PASSAGE:
--------
I care to forget how many times I fell off her the in the first year I rode her because of her naughty stop but I stuck on in there ..
At no point did I think she was going to be a super star.. But who in there right mind would think a 14.3hh pony would be!?!
But the overriding memory I have is that she never once struggled , now that doesn’t mean Frosty ever gave me a wow feeling because she didn’t.. But she just kept finding enough jump , she could however make terrible mistakes at fences that were small or straight forward.. The amount of serious near misses we had because Frosty just decided to walk thou a fence (even at 4*!!) still scares me..
But what was amazing about her was she could hit a massive XC fence all arse ends up and gallop away from the fence cross like it was some how my fault!!
She was as brave and as hard a horse/pony as I will ever ride , although small her engine was bigger than anything horse/pony I’ve ridden.. The first CCI3* she did was at Bramham and from about 7/8 to 3 out you had to run up hill.. Frosty was tired , but she got to 3 out on the flat and filled her lungs and she was off again..

Same at Burghley one year , the ground was bottomless and we were very late to go in the day and got the worst of the ground..
Running up hill to the arena fences after the dreaded mushroom fences 4/5 from home she was spent , out on her feet..
I got hold of her head and nursed her thou the arena , then you run ever so slightly down hill coming out the arena to 3 from home were it flattens out..
By 3 out I was struggling to hold her again , she ran on right to the line..
When we finished and I got off she was so so tired , but that was Frosty.. She lived to gallop and jump and would have rather her heart burst then give in..
Such was her scope she could take strides out at CCI4* and it would feel like it hadn’t happened…
I loved her , loved there were no airs or graces about her , nothing flash.. But she had total and utter self belief and I still am in awe that she jumped fence after fence that were bigger than her and more often than not that she couldn’t even see over like it was the totally normal thing to do..

I hunted , team chased and did hunt rides with Frosty in her retirement and she unreal..
--------
EXCERPTED RECORDS:

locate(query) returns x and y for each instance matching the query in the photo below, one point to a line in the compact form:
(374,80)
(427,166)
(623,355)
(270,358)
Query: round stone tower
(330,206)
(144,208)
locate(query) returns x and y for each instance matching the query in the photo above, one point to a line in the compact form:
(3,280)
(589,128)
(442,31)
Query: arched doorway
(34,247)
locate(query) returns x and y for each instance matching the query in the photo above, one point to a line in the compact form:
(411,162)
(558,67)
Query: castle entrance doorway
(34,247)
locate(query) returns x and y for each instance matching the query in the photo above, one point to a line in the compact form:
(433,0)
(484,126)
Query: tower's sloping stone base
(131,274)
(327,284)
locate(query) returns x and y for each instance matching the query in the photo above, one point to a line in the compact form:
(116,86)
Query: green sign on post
--------
PROMPT: Duplicate, word for word, the stretch of the passage about the pony Frosty from "She was as brave" through "on her feet..".

FULL OUTPUT:
She was as brave and as hard a horse/pony as I will ever ride , although small her engine was bigger than anything horse/pony I’ve ridden.. The first CCI3* she did was at Bramham and from about 7/8 to 3 out you had to run up hill.. Frosty was tired , but she got to 3 out on the flat and filled her lungs and she was off again..

Same at Burghley one year , the ground was bottomless and we were very late to go in the day and got the worst of the ground..
Running up hill to the arena fences after the dreaded mushroom fences 4/5 from home she was spent , out on her feet..